Copy the records below, swapping "balcony railing" for "balustrade" wherever it occurs. Leave everything else unchanged.

* Exercise material *
☆ ☆ ☆ ☆

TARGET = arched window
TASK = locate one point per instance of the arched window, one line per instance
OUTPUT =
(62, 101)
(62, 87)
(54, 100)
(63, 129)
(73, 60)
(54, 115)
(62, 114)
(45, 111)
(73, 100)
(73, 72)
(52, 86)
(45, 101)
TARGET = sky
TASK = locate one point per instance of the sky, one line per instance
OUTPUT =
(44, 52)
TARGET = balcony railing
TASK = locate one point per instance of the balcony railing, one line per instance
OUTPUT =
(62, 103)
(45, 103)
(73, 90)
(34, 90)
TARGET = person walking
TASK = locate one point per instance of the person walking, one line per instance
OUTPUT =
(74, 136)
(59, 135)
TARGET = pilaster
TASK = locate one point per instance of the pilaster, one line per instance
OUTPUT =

☆ ☆ ☆ ☆

* Solution for this exercise *
TARGET = arched window
TASK = locate one point per instance of the arched window, one line per instance
OUTPUT =
(62, 101)
(62, 87)
(54, 100)
(63, 129)
(73, 60)
(54, 115)
(62, 114)
(45, 111)
(73, 100)
(73, 72)
(52, 86)
(45, 101)
TARGET = sky
TASK = locate one point per instance of the sky, one line per instance
OUTPUT =
(44, 52)
TARGET = balustrade
TASK = locate one point per instance of the balustrade, one line per instance
OUTPUT =
(62, 103)
(45, 103)
(73, 90)
(34, 90)
TARGET = person walking
TASK = locate one point per instance of the person walking, one line per instance
OUTPUT =
(74, 136)
(59, 135)
TARGET = pilaster
TASK = locate one point per instance of the pilaster, one line per instance
OUTPUT =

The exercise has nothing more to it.